Work instructions: According to the AlphaGeometry2 article, what two parts make up the core of AlphaGeometry2?

-------- Source passage

Recently, an AI system developed by Google DeepMind — AlphaGeometry2, has successfully surpassed the average level of gold medalists at the International Mathematical Olympiad (IMO), showing excellent performance in solving geometric problems. AlphaGeometry2 is an upgraded version of the AlphaGeometry system released by DeepMind last year. The research team pointed out in their latest study that this system can solve 84% of the geometric problems from the IMO over the past 25 years.

So, why is DeepMind interested in such a high school mathematics competition? Researchers believe that new methods for solving complex geometric problems could be key to enhancing AI capabilities, especially in Euclidean geometry. Proving mathematical theorems requires reasoning abilities and the capacity to choose appropriate solving steps, and DeepMind believes that these problem-solving skills may be crucial for the development of future general AI models.

LLM Alpaca Mathematical Model

Image Source Note: Image generated by AI, image licensed from service provider Midjourney

This summer, DeepMind also showcased a system that combines AlphaGeometry2 with AlphaProof (an AI model for formal mathematical reasoning), which solved four out of six problems in the 2024 IMO preliminary round. Beyond geometric problems, this approach may also extend to other areas of mathematics and science, potentially aiding in complex engineering calculations.

The core of AlphaGeometry2 includes a language model from the Google Gemini family and a "symbol engine." The Gemini model helps the symbol engine derive solutions to problems using mathematical rules. The workflow is as follows: the Gemini model predicts which constructs (such as points, lines, circles) may be helpful in solving the problem, and then the symbol engine conducts logical reasoning based on these constructs. Through a series of complex searches, AlphaGeometry2 can combine the suggestions from the Gemini model with known principles to arrive at a proof.

Despite AlphaGeometry2 successfully answering 42 out of 50 problems from the IMO, surpassing the average score of gold medalists, it still has some limitations, such as being unable to solve problems with an indefinite number of variables, nonlinear equations, and inequalities. Additionally, for some more challenging problems, AlphaGeometry2's performance was not ideal, solving only 20 out of 29 problems.

This research has once again sparked discussions about whether AI systems should be based on symbolic operations or more brain-like neural networks. AlphaGeometry2 employs a hybrid approach, combining neural networks with a rule-based symbol engine. The DeepMind team pointed out that while large language models may generate partial solutions without external tools, the symbol engine remains an important tool in mathematical applications in the current context.

----------------
-------- Supplied information

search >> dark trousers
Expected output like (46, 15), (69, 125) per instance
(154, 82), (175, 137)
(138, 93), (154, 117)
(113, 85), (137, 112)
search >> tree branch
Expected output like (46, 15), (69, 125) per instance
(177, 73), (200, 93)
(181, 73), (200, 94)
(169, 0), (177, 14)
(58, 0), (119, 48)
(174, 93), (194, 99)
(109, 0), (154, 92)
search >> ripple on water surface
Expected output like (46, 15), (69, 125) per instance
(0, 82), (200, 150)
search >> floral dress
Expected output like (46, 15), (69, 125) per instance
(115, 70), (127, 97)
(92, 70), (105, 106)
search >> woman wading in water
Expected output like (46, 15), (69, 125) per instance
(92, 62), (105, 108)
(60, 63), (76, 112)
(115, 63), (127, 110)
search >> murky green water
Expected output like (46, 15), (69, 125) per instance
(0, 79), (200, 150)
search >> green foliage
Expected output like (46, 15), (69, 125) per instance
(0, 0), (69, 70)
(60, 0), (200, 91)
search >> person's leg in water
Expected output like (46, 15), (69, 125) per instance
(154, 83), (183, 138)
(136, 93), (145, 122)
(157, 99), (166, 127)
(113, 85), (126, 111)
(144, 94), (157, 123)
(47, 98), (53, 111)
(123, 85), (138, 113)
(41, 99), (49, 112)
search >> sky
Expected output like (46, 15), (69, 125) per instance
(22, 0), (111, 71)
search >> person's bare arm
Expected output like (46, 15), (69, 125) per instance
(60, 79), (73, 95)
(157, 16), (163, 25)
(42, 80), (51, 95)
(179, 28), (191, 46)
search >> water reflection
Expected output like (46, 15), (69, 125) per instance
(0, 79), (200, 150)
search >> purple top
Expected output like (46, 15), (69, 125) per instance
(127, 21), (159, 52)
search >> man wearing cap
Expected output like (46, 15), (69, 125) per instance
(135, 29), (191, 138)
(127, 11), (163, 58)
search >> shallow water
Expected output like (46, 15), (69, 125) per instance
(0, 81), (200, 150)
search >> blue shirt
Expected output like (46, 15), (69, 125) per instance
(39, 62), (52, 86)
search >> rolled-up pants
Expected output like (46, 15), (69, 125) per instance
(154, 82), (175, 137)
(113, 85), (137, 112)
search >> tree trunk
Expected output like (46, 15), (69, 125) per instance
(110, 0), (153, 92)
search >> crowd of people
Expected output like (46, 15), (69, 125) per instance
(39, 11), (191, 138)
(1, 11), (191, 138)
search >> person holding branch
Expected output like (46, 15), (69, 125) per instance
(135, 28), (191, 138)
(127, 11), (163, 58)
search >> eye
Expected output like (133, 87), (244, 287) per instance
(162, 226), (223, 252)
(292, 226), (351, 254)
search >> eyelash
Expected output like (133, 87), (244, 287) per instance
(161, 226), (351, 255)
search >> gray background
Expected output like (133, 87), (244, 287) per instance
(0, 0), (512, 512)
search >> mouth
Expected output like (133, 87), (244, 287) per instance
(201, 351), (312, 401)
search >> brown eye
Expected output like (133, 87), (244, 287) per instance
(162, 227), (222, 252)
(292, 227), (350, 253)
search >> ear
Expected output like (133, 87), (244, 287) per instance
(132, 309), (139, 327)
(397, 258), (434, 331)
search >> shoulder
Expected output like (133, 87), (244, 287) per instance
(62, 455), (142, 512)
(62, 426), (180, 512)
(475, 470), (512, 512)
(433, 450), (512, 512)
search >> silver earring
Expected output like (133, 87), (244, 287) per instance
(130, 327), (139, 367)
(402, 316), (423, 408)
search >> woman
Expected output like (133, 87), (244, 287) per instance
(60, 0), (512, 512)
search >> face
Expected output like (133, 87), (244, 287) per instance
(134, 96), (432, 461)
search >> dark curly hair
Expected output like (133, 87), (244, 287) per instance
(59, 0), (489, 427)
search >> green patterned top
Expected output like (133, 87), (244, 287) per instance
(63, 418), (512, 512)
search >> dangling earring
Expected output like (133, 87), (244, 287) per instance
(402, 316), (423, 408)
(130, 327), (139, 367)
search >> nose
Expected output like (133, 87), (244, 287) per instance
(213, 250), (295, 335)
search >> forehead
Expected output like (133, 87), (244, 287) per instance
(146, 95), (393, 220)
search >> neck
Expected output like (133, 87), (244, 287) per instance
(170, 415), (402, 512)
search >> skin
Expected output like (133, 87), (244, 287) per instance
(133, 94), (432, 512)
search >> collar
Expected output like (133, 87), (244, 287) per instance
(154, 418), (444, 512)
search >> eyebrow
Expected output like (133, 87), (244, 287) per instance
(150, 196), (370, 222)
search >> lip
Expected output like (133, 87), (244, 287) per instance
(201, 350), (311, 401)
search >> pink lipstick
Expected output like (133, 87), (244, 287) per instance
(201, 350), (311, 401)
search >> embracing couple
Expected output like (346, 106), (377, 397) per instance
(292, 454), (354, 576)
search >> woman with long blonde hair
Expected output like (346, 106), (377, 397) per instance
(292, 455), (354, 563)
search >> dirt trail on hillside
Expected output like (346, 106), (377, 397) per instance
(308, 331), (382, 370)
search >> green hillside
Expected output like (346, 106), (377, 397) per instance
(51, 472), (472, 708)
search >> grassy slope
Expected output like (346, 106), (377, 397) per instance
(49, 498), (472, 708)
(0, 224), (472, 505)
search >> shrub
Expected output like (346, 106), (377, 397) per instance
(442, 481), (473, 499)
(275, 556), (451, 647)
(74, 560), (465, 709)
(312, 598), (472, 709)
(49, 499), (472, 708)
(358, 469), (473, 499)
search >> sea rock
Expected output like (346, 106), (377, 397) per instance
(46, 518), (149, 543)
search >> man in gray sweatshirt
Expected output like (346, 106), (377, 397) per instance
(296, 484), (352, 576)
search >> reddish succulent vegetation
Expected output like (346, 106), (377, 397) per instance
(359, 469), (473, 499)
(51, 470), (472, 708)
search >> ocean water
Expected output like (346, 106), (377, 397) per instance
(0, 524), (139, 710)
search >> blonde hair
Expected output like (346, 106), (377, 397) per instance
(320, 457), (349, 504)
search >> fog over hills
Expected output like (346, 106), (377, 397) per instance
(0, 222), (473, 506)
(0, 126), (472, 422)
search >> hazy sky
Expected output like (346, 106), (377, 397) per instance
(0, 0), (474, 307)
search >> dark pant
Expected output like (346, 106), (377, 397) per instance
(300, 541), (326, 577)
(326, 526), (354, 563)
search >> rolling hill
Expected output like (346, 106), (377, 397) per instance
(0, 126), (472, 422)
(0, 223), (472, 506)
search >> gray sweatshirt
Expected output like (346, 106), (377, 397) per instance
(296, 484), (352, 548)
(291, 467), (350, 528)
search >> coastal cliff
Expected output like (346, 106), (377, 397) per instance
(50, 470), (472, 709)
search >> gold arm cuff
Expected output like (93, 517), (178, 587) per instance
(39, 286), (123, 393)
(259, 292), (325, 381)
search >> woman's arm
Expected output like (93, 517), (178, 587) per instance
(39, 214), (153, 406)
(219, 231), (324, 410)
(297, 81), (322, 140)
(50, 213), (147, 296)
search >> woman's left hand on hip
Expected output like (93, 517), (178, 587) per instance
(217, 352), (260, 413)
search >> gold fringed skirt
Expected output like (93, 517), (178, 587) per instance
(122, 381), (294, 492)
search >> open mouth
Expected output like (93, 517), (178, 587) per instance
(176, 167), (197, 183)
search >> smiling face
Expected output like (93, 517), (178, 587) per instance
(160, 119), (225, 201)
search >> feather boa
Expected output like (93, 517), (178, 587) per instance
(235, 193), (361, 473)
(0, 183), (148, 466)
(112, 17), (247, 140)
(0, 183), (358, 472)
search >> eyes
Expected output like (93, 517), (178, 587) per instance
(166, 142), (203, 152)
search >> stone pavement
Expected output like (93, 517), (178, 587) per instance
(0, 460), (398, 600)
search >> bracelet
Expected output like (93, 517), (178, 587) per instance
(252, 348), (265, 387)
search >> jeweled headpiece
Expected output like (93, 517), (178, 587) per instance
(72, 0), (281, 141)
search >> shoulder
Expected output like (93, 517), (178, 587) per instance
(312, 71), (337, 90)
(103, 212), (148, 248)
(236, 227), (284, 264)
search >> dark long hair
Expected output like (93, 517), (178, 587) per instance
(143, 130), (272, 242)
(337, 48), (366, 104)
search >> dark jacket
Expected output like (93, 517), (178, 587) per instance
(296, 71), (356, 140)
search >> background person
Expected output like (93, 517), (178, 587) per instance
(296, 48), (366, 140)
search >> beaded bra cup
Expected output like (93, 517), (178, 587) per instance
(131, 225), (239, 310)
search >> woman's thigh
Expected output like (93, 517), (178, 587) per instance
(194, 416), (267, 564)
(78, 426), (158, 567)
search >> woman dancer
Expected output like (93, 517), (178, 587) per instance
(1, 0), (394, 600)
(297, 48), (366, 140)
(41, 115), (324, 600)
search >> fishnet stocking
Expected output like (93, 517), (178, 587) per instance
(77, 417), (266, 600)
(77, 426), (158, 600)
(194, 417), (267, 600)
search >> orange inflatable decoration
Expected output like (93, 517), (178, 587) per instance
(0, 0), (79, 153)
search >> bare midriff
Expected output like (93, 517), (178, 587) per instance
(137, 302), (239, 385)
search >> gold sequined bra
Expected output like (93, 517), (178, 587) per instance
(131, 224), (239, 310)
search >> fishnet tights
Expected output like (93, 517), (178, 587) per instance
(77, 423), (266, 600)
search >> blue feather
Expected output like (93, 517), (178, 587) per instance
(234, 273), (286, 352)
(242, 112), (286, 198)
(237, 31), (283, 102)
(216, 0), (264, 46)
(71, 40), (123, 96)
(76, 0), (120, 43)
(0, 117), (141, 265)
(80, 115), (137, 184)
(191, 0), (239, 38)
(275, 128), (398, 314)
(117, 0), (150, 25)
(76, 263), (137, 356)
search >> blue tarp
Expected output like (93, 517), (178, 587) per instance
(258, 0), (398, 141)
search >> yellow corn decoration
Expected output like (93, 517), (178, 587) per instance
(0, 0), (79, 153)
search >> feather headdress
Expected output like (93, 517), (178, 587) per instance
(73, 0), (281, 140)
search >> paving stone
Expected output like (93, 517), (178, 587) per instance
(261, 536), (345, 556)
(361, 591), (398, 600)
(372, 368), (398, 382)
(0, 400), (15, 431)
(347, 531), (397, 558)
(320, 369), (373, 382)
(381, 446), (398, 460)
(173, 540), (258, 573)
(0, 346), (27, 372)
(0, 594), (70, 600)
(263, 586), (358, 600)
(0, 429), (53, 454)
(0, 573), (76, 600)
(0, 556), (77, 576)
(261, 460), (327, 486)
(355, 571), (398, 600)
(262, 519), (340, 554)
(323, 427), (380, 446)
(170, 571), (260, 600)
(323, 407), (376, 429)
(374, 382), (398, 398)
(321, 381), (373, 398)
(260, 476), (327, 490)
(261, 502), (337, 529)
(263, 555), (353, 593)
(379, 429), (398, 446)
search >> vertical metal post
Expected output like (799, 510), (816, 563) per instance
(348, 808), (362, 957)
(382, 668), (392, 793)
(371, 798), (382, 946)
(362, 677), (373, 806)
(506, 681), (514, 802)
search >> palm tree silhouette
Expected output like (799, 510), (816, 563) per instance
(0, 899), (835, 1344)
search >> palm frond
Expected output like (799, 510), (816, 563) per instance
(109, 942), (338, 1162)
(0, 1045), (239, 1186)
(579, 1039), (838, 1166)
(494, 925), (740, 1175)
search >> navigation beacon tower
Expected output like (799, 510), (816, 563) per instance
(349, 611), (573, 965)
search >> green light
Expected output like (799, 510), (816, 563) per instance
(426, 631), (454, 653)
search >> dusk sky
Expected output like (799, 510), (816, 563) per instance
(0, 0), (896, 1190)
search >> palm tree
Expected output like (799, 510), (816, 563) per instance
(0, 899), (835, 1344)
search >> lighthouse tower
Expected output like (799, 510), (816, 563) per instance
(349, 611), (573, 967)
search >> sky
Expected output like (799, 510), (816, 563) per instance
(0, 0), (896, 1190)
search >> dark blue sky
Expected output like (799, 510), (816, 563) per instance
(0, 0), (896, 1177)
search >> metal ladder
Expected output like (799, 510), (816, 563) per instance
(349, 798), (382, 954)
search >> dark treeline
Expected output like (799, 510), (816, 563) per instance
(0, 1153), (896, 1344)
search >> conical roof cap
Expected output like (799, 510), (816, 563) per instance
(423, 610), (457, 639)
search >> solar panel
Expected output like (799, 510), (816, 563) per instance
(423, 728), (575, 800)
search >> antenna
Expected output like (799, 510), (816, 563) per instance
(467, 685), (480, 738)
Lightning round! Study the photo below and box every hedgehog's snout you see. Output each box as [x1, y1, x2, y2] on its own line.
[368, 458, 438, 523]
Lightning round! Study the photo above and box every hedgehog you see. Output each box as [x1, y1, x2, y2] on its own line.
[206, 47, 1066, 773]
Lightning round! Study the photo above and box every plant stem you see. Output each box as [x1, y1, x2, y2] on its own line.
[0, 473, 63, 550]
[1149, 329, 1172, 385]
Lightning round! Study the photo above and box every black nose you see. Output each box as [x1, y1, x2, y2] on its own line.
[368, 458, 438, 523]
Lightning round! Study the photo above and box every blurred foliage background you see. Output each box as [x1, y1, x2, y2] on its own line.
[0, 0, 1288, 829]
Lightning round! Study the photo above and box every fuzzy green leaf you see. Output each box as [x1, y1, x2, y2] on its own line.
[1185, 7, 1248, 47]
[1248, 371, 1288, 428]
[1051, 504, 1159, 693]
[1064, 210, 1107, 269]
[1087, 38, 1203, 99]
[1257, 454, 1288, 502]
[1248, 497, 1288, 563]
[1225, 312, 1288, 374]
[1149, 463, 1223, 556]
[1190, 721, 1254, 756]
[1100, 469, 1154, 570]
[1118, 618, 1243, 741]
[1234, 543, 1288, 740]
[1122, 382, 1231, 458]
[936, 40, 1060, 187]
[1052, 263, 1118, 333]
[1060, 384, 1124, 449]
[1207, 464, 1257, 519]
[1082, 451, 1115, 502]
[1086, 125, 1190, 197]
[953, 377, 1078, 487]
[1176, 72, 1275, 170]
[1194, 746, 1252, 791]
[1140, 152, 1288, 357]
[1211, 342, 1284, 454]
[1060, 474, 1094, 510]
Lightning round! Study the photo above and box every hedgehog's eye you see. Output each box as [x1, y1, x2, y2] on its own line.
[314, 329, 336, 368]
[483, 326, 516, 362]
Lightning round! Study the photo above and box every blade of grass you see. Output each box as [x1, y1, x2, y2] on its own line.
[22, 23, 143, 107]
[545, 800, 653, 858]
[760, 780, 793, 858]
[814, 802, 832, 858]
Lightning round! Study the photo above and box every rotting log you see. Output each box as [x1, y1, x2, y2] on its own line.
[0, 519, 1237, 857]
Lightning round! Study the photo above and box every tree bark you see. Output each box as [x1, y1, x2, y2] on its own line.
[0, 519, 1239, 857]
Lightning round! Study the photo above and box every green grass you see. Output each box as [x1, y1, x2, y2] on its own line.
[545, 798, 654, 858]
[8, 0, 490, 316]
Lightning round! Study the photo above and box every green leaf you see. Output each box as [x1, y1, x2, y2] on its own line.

----------------

Task response: A language model from the Google Gemini family and a "symbol engine."